:: ФРАГМЕНТ ТЕКСТА ::
Новизна диссертации заключается в разработке теоретических основ, определяющих жанровые особенности и композиционные компоненты автобиографической прозы. Устойчивые структурно-семантические элементы автобиографической прозы анализируются сквозь призму таких базовых понятий литературоведения, как индивидуальный стиль, пафос, авторская интонация. Автобиографическая проза рассматривается в контексте стиля соответствующих эпох, в то же время прослеживается преломление универсальных черт и тенденций в индивидуальных писательских стилях конкретных произведений.

Теоретическая и практическая значимость работы состоит в разработке теоретических основ автобиографической и биографической прозы, а также в исследовании таких художественных явлений, как назидательная проза, семейная повесть, роман-воспитание. Материалы и выводы работы могут использоваться при чтении общих и специальных вузовских курсов по теории литературы, детской литературе и истории русской литературы.

Апробация. Материалы исследования в течение ряда лет апробировались на лекциях, спецкурсах и факультативах по теории литературы и практике читательской деятельности, детской литературе на кафедре филологических дисциплин и методике их преподавания в начальной школе ГБОУВПОМГПУ. Результаты диссертационного исследования докладывались и обсуждались на Всероссийских и межвузовских научных и научно-практических конференциях: «Мировая словесность для детей и о детях» (2004–2013, МПГУ), «Синтез в русской и мировой художественной культуре» (2004–2013, МПГУ), «Гуманитарные науки и православная культура. Пасхальные чтения» (2004–2013, МПГУ), «Православная русская школа: традиции. Опыт, возможности, перспективы» (Свято-Алексиевская пустынь, 2011–2013), «Славянское культурное пространство» (2012, МГУ), «Наша Начальная школа» (2012, МГПУ), «Тенденции и перспективы развития начального филологического образования и подготовки учителя» (2013, МГПУ), «Художественная словесность: теория, методология исследования, история» (2013, Литературный институт им. А.М.Горького).

:: ПОСТАНОВКА ЗАДАЧИ ::
Воспроизведите целиком и без единого изменения фрагмент о диссертации, посвящённой автобиографической прозе. Приведённые ниже строки к этому отношения не имеют.

:: ИСХОДНЫЕ ДАННЫЕ ::
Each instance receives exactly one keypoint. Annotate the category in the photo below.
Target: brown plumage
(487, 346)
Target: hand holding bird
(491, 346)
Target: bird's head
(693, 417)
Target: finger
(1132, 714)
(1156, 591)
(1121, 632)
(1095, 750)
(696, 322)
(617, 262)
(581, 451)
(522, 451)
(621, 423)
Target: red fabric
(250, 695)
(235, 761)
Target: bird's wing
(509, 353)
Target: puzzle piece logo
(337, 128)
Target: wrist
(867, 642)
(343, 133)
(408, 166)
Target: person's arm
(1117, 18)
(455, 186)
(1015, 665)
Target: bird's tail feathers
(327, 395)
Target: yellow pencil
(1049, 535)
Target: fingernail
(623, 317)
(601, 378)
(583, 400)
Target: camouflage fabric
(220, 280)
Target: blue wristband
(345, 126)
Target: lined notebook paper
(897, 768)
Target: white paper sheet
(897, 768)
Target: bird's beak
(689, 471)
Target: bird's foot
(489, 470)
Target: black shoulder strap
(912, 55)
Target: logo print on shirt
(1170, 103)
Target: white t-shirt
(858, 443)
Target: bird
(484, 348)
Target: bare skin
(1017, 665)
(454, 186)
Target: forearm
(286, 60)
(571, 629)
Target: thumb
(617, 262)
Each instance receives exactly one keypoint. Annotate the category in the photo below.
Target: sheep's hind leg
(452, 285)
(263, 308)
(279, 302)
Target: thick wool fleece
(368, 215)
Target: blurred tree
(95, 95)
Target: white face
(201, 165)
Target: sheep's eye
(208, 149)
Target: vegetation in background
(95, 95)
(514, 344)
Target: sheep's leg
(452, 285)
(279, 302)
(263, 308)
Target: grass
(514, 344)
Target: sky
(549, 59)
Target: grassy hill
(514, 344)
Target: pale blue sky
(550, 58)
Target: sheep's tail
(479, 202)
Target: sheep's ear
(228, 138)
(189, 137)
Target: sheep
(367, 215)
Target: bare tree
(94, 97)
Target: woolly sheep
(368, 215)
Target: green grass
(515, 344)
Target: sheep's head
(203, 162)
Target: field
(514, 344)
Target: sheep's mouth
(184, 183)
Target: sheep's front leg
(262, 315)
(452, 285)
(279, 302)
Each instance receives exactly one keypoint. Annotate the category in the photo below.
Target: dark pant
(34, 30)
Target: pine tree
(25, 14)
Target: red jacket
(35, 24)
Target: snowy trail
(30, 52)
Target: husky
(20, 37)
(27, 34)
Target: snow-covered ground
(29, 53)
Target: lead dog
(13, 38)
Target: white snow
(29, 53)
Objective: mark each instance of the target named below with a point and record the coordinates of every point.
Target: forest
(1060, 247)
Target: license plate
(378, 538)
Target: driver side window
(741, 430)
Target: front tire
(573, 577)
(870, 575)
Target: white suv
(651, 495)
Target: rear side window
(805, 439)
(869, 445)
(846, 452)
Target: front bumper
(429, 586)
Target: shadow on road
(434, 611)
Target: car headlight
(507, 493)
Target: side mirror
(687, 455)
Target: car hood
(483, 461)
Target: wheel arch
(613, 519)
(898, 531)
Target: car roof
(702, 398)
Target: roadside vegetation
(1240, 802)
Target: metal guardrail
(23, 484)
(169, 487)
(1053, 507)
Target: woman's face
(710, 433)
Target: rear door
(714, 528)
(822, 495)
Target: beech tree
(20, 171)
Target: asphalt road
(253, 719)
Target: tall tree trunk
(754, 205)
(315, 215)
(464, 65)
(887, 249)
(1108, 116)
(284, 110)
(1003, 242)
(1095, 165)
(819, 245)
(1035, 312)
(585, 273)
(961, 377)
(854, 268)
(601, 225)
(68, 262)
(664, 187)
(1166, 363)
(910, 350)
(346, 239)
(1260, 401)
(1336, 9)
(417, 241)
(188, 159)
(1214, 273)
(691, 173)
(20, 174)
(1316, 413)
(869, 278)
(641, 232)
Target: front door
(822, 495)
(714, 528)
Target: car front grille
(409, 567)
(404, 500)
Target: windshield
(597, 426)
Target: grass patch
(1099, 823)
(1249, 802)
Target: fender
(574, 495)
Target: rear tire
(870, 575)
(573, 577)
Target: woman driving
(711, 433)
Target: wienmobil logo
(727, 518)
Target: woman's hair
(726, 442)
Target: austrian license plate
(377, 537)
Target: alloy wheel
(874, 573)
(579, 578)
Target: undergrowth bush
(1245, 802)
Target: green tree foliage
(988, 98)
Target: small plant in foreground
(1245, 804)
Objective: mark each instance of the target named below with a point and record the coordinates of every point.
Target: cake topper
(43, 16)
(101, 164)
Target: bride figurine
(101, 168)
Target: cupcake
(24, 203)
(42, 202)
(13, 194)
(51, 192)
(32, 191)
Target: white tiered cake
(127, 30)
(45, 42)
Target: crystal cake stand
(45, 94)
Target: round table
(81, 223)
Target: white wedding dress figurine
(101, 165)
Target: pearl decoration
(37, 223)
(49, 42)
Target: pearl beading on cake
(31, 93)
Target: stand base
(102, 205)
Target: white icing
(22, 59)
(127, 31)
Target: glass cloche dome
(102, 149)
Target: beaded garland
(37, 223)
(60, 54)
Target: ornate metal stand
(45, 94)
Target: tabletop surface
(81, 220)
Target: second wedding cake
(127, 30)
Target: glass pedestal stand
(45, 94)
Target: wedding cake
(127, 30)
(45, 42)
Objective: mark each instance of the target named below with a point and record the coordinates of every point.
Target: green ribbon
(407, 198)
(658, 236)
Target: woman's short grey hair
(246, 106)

:: РЕШЕНИЕ ЗАДАЧИ ::
Новизна диссертации заключается в разработке теоретических основ, определяющих жанровые особенности и композиционные компоненты автобиографической прозы. Устойчивые структурно-семантические элементы автобиографической прозы анализируются сквозь призму таких базовых понятий литературоведения, как индивидуальный стиль, пафос, авторская интонация. Автобиографическая проза рассматривается в контексте стиля соответствующих эпох, в то же время прослеживается преломление универсальных черт и тенденций в индивидуальных писательских стилях конкретных произведений.

Теоретическая и практическая значимость работы состоит в разработке теоретических основ автобиографической и биографической прозы, а также в исследовании таких художественных явлений, как назидательная проза, семейная повесть, роман-воспитание. Материалы и выводы работы могут использоваться при чтении общих и специальных вузовских курсов по теории литературы, детской литературе и истории русской литературы.

Апробация. Материалы исследования в течение ряда лет апробировались на лекциях, спецкурсах и факультативах по теории литературы и практике читательской деятельности, детской литературе на кафедре филологических дисциплин и методике их преподавания в начальной школе ГБОУВПОМГПУ. Результаты диссертационного исследования докладывались и обсуждались на Всероссийских и межвузовских научных и научно-практических конференциях: «Мировая словесность для детей и о детях» (2004–2013, МПГУ), «Синтез в русской и мировой художественной культуре» (2004–2013, МПГУ), «Гуманитарные науки и православная культура. Пасхальные чтения» (2004–2013, МПГУ), «Православная русская школа: традиции. Опыт, возможности, перспективы» (Свято-Алексиевская пустынь, 2011–2013), «Славянское культурное пространство» (2012, МГУ), «Наша Начальная школа» (2012, МГПУ), «Тенденции и перспективы развития начального филологического образования и подготовки учителя» (2013, МГПУ), «Художественная словесность: теория, методология исследования, история» (2013, Литературный институт им. А.М.Горького).